## GIVEN PROBLEM
Render the material below as a JSON list of strings, with one string per line and blank lines omitted. Exclude the pictures from the list.

* start MATERIAL SHOWN *

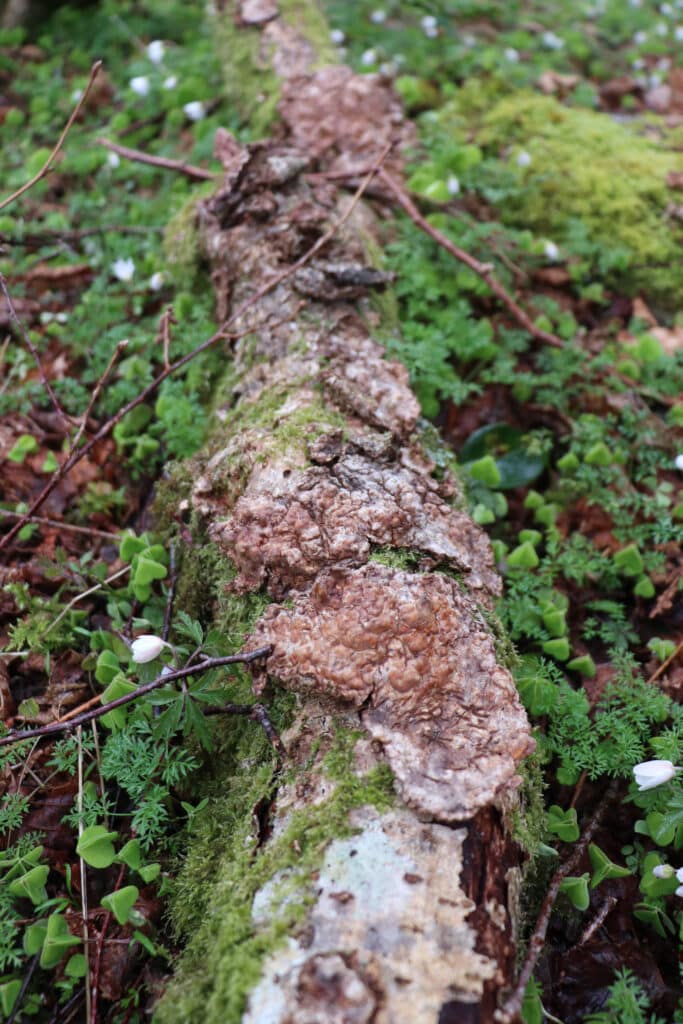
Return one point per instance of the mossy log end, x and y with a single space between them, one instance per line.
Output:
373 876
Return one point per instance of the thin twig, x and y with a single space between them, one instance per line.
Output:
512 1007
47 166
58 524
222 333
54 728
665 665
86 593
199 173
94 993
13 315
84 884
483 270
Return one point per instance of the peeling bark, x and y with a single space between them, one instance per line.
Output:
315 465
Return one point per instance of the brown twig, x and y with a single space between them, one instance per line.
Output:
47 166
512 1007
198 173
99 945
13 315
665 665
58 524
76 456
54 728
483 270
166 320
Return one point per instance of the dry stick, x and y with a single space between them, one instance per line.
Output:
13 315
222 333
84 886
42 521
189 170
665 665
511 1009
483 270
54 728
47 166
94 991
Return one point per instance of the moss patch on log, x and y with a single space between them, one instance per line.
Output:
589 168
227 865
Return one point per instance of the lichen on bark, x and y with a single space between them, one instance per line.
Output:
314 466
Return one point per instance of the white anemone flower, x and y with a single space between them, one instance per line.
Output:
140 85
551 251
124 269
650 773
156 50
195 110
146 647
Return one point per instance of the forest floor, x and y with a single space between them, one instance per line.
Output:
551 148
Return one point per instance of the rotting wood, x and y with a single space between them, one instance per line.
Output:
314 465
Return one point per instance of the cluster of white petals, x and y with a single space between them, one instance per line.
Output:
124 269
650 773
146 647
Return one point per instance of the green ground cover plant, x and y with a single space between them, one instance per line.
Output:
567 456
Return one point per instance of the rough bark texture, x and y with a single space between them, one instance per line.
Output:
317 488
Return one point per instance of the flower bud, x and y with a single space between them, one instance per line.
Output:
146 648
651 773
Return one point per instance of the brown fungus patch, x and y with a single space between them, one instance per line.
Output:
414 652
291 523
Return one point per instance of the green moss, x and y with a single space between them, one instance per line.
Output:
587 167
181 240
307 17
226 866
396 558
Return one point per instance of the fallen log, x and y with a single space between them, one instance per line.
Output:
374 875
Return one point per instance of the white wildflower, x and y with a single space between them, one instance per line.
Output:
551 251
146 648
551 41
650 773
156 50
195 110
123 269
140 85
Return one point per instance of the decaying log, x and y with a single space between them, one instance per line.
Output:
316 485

* end MATERIAL SHOWN *

## WORKED SOLUTION
[
  "Return one point per instance of the mossy log end, x and y with a single space between them, one instance per line.",
  "Output:",
  "373 876",
  "Return one point per instance of the thin twig, x and y with a single space between them, one instance per line.",
  "Output:",
  "512 1007",
  "47 166",
  "58 524",
  "222 333",
  "54 728",
  "665 665",
  "86 593",
  "199 173",
  "94 993",
  "13 315",
  "84 884",
  "483 270",
  "Return one point per instance of the peeling bark, x and y with a single space between them, one instance per line.",
  "Output:",
  "315 465",
  "Return one point per instance of the brown twig, x and y with a single space between them, one instance per line.",
  "Output:",
  "47 166",
  "512 1007",
  "198 173",
  "99 945",
  "13 315",
  "665 665",
  "58 524",
  "76 456",
  "54 728",
  "483 270",
  "166 320",
  "Return one point per instance of the dry stick, x and y with a single space between them, one instance per line.",
  "Output:",
  "13 315",
  "222 333",
  "84 886",
  "42 521",
  "189 170",
  "665 665",
  "511 1009",
  "483 270",
  "54 728",
  "47 166",
  "94 991",
  "Return one point per instance of the moss patch on log, x and y with a single space between them, one instance per line.",
  "Output:",
  "589 168",
  "227 865",
  "Return one point per instance of the lichen on bark, x and y with a single space between them, one instance per line.",
  "Output:",
  "314 466",
  "Return one point per instance of the white anemone flower, x and y with a single space between them, one instance per line.",
  "Output:",
  "140 85",
  "551 251",
  "124 269",
  "650 773",
  "156 50",
  "195 110",
  "146 647",
  "Return one point per instance of the forest floor, x and y with a single space between them, one instance per line.",
  "Output:",
  "551 148",
  "Return one point per instance of the rotting wood, x and y with a single space between them, one instance per line.",
  "Output:",
  "314 465",
  "Return one point per instance of the cluster of white petals, x and y with a single space between them, one instance per line.",
  "Output:",
  "124 269",
  "650 773",
  "146 647",
  "Return one point per instance of the green ground cover plant, x and y with a single space between them, one instance per line.",
  "Output:",
  "567 456",
  "Return one point per instance of the rough bark texture, x and y with a single space between them, one instance per line.",
  "Output:",
  "317 488",
  "Return one point per instance of the flower bud, x and y with a single space between them, one instance per line.",
  "Output:",
  "146 648",
  "651 773",
  "Return one point per instance of the brown fungus patch, x and y with a single space between them, one instance per line.",
  "Output:",
  "414 652",
  "291 523",
  "Return one point per instance of the green moss, x and y with a single space between them, one instance per line.",
  "Output:",
  "587 167",
  "181 240",
  "307 17",
  "226 866",
  "396 558",
  "Return one point per instance of the fallen log, x and y with a single space between them, one instance per line.",
  "Output:",
  "374 875",
  "Return one point per instance of the white wildflower, x and y with a single space between them, one instance per line.",
  "Output:",
  "551 251",
  "146 648",
  "551 41",
  "650 773",
  "156 50",
  "195 110",
  "123 269",
  "140 85",
  "Return one point per instance of the decaying log, x and y with a single space between them, one instance per line.",
  "Output:",
  "316 485"
]